-- START --

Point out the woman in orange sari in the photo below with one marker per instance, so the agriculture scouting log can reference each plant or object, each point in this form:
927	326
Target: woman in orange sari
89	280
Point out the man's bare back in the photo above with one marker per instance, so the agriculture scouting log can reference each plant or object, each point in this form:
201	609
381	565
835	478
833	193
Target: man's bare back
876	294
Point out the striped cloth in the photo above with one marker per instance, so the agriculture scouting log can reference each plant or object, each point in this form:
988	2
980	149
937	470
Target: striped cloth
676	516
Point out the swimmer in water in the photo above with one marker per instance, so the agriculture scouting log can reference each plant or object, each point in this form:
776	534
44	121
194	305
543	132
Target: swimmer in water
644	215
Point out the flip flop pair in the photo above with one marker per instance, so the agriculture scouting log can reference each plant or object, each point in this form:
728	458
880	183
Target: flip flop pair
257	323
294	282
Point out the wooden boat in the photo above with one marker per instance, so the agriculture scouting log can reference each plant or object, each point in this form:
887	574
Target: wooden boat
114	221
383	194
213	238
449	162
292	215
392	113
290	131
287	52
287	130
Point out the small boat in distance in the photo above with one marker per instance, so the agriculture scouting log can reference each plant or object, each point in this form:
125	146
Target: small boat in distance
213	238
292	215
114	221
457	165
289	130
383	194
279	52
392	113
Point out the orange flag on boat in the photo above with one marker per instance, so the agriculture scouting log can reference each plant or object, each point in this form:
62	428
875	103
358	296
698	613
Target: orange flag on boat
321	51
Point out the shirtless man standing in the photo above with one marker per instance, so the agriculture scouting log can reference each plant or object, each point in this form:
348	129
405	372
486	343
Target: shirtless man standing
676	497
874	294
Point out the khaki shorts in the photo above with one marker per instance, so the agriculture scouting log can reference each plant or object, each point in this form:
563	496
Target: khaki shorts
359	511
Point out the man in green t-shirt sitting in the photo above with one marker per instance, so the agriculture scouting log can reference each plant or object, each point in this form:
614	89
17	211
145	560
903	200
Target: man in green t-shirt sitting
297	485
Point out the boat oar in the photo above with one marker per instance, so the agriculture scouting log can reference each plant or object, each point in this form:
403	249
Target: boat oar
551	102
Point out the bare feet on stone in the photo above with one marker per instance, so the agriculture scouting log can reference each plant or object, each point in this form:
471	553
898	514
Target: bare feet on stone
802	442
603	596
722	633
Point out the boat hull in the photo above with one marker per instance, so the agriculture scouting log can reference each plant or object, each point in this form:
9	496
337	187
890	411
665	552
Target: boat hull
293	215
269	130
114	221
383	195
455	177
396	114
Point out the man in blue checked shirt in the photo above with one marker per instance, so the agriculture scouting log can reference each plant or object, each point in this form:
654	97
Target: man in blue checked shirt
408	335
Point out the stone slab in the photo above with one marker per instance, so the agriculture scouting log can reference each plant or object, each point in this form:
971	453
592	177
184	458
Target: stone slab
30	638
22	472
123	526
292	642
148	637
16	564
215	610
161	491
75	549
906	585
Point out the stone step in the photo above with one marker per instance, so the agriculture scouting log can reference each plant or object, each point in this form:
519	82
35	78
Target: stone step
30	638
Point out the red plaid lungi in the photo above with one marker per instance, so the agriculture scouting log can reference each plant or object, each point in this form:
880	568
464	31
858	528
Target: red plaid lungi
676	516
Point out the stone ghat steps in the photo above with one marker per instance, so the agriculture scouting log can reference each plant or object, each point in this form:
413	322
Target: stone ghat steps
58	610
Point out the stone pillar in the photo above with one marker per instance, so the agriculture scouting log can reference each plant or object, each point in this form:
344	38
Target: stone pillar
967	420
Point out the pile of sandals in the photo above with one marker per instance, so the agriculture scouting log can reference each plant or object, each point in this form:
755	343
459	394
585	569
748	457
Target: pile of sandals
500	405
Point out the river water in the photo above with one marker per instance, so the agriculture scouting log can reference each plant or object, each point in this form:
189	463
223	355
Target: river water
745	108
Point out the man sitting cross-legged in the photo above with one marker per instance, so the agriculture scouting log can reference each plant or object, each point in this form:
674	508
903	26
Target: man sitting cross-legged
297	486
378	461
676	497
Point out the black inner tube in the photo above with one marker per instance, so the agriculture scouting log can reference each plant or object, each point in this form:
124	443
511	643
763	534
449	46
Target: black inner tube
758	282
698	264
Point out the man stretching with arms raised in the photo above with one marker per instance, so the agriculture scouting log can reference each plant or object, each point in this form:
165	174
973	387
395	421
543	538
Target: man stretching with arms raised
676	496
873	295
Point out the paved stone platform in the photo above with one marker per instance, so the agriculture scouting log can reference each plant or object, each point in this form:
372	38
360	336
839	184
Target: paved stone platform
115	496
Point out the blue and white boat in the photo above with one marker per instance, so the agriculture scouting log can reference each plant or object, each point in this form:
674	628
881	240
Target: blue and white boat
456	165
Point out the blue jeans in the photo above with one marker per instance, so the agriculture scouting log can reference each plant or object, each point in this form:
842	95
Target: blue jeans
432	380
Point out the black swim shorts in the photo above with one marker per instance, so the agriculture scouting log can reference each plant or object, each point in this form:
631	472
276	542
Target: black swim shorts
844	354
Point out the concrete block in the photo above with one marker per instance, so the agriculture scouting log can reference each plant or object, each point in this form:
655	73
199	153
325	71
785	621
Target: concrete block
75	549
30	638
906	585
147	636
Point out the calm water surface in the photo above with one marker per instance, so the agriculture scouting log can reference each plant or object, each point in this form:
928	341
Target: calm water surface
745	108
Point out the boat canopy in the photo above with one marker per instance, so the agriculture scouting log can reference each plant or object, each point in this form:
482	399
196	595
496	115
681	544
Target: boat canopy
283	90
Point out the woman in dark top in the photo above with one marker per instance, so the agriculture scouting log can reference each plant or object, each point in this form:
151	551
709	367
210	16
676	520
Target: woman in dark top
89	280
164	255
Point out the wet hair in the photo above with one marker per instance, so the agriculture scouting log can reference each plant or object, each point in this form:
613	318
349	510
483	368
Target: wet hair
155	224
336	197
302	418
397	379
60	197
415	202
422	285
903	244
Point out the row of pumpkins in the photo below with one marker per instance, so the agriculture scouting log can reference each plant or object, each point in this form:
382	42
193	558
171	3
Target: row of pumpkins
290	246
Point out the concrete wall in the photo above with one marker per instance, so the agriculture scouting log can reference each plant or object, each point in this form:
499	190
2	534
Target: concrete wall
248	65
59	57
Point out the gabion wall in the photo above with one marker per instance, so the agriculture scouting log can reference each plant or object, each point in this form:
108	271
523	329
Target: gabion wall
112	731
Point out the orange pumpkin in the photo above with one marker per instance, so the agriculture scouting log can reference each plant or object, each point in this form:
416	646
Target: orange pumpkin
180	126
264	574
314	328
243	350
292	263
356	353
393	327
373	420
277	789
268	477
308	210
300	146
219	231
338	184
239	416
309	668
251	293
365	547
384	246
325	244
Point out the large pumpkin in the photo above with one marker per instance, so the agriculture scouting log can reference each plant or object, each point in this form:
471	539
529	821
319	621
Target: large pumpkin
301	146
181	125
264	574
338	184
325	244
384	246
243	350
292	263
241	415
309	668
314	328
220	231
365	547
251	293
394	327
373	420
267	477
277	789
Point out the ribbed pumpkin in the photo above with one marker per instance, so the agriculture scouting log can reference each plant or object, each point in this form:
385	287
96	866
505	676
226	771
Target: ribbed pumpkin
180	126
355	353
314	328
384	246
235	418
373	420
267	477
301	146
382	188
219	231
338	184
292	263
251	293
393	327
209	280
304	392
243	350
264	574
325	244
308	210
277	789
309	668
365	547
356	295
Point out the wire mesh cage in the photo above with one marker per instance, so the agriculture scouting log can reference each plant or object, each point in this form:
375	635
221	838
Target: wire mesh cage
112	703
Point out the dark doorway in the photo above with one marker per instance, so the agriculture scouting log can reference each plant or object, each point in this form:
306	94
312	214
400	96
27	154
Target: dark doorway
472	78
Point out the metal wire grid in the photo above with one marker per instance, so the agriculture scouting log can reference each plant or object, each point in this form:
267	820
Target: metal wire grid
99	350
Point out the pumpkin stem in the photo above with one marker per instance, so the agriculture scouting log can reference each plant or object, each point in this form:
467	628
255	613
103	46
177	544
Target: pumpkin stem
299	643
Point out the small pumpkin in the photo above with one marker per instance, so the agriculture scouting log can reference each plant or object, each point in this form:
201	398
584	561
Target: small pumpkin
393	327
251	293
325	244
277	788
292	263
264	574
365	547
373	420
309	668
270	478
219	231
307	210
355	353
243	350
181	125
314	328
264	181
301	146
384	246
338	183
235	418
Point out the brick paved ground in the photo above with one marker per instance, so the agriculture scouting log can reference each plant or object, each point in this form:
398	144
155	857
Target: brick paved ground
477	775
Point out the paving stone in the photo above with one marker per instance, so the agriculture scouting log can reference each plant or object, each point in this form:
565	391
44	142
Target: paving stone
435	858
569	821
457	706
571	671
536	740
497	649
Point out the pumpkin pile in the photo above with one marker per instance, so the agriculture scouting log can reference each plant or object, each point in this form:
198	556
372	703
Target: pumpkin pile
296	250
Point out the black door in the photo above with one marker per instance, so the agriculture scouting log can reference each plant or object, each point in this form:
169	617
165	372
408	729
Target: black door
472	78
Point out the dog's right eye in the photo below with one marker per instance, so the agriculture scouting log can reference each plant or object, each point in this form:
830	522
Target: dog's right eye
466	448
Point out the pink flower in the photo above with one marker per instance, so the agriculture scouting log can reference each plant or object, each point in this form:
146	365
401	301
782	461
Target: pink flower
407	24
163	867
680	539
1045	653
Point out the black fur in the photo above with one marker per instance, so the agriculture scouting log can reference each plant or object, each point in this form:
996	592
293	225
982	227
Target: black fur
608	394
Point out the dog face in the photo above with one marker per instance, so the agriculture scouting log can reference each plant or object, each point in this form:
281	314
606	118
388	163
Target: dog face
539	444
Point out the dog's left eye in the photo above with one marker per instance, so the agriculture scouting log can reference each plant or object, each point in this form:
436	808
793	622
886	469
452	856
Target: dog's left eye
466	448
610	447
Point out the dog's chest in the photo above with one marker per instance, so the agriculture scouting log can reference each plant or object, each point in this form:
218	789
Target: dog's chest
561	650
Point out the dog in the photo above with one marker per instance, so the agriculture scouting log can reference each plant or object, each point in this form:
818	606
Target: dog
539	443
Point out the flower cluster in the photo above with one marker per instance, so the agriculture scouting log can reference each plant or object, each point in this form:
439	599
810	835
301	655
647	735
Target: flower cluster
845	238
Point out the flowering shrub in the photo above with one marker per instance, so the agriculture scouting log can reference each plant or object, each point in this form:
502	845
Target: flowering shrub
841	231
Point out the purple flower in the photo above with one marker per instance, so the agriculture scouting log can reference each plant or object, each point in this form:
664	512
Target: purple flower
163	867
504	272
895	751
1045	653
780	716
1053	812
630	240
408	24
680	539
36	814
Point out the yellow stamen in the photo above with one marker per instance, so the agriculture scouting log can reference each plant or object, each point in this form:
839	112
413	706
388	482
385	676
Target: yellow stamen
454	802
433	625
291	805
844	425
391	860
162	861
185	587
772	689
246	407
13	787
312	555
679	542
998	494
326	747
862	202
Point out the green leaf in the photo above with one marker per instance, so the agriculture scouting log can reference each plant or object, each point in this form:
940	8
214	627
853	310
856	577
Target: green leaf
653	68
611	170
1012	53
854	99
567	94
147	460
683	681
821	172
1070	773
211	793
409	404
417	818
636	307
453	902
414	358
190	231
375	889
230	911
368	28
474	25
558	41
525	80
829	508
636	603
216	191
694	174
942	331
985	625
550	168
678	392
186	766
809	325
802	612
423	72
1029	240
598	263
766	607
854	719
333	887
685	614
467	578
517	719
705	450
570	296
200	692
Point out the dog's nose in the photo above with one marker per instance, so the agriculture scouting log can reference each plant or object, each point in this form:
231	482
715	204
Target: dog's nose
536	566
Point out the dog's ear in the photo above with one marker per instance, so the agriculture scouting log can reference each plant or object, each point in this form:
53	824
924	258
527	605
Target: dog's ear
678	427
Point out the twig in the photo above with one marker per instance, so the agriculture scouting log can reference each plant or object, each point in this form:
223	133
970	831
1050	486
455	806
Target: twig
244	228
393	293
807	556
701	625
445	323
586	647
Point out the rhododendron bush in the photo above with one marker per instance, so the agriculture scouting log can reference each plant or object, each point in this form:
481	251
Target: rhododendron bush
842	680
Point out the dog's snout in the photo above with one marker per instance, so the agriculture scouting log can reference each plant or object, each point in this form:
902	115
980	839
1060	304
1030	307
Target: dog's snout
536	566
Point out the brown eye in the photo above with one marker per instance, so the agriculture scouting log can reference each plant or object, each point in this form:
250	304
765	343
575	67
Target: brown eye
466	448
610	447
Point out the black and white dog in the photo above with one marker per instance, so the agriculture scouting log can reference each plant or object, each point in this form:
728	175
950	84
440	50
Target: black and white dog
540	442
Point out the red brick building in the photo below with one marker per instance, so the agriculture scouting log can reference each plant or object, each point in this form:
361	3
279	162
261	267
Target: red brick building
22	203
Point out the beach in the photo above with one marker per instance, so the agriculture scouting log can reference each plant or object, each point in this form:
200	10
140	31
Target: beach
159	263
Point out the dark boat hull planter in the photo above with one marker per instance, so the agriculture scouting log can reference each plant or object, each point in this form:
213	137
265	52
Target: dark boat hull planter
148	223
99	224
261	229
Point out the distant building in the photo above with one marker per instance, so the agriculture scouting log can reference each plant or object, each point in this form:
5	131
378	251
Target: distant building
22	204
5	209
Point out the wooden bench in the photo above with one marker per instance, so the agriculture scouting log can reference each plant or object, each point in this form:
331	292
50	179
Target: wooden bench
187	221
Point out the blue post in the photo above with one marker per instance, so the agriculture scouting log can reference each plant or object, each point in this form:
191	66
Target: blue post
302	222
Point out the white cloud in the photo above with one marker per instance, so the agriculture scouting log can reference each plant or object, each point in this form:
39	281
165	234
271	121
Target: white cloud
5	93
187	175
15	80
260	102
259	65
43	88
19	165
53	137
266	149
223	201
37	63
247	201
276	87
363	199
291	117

-- END --

Repeat the entries from the line holding "Point out the white" through the end of the entries, inclusive, and swap "agriculture scouting log" for "crop survey log". Leave everything else unchanged.

Point out the white cloud in the photo above with one marker per instance, so the crop survey log can reference each plant or object, each point in this form:
39	281
165	234
271	121
Target: white cloud
5	93
187	175
15	80
260	102
259	65
43	88
19	165
53	137
266	149
223	201
37	63
247	201
276	87
363	199
291	117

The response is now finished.